— START OF SELECTED EXCERPT —

- Genre: Animated series
- Created by: Émilie Tronche
- Written by: Émilie Tronche
- Directed by: Émilie Tronche
- Countries of origin: France Spain
- Original languages: French Spanish Catalan
- No. of seasons: 1
- No. of episodes: 21

Production
- Producers: Damien Megherbi Justin Pechberty Pablo Jordi
- Running time: 4 minutes

Original release
- Network: Arte France Clan SX3
- Release: 11 March 2024

= Samuel (animated series) =

2024 multi-national animated TV series

Samuel is an animated television series written and directed by Émilie Tronche. The story explores the transition from childhood to adolescence and psychological maturity through the eyes of Samuel, a ten-year-old boy who records his experiences in a personal diary.

The series consists of a single season with 21 four-minute television episodes, complemented by one-minute episodes for social media. It features a minimalist drawing style in black and white that mimics a childlike stroke. It is a French–Spanish co-production by Les Valseurs and Pikkukala, in collaboration with Arte France, Radiotelevisión Española (RTVE), Televisió de Catalunya (3Cat), and the region of Hauts-de-France.

== Synopsis ==
On his tenth birthday during the 2000s, Samuel receives a diary by a relative as and begins writing about his life, focusing on the end of childhood and the beginning of adolescence, including his relationships with friends, the transition from primary to secondary school, his insecurities, and his first growing feelings for Julia, a classmate he falls for after an encounter on the bus.

Classmate Bérénice confesses her feelings for Samuel, and he rejects her. Bérénice later asks Samuel if he is in love with Julia and replies with no, along with a comment about her appearance. Bérénice then tells the teacher loudly so the class can hear it, including Julia. Dimitri, another classmate, begins dating Julia. Bérénice, who struggles with anger and social isolation, finds her only source of happiness in her scented card collection, which classmates later steal. Samuel and his friend Alberto return their stolen cards and apologize, and they all start to grow together after that.

Following his grandmother's death, Alberto returns to school outwardly and unaffected. When Samuel challenges him to run down a steep hill, Alberto's backpack opens mid-run and scatters drawings the class had made for him. He falls, and seeing the drawings again brings him to tears. Samuel gathers the drawings and comforts him.

Julia later ends things with Dimitri without explanation, though he notes their growing distance beforehand. Samuel spots her performing in a dance show his mother is part of, and the two wave at each other at a red light after the show. As summer begins, the town gathers to watch fireworks, and Samuel reflects on Alberto's comment earlier about the transition to high school. During a family trip to a beach in Valencia, Samuel meets another boy who encourages him to confess his feelings to Julia, prompting Samuel to write her a postcard admitting how he feels.

— END OF SELECTED EXCERPT —

### [TO DO]
A - Name every organization that the article on the animated series Samuel lists as a collaborator on the co-production.
B - Reproduce word for word the portion of the article on Samuel that opens with the words containing "2024 multi-national animated" and closes with "a personal diary.".
The listing placed after this article is separate material.

— START OF INFORMATION PROVIDED —

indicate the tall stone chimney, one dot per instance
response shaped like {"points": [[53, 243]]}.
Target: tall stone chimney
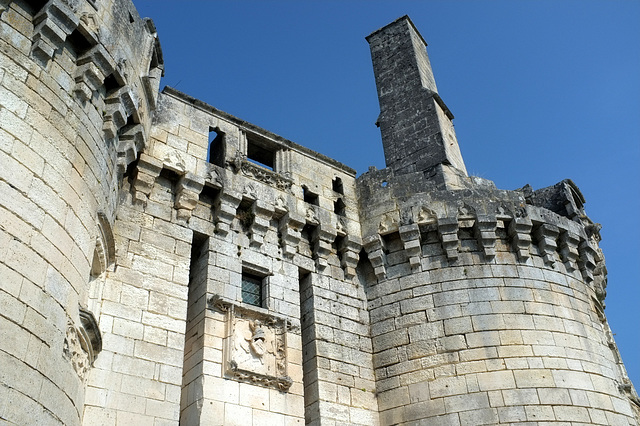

— END OF INFORMATION PROVIDED —

### [ANSWERS TO EACH TASK]
A -
- Arte France
- Radiotelevisión Española (RTVE)
- Televisió de Catalunya (3Cat)
- The region of Hauts-de-France

B -
2024 multi-national animated TV series

Samuel is an animated television series written and directed by Émilie Tronche. The story explores the transition from childhood to adolescence and psychological maturity through the eyes of Samuel, a ten-year-old boy who records his experiences in a personal diary.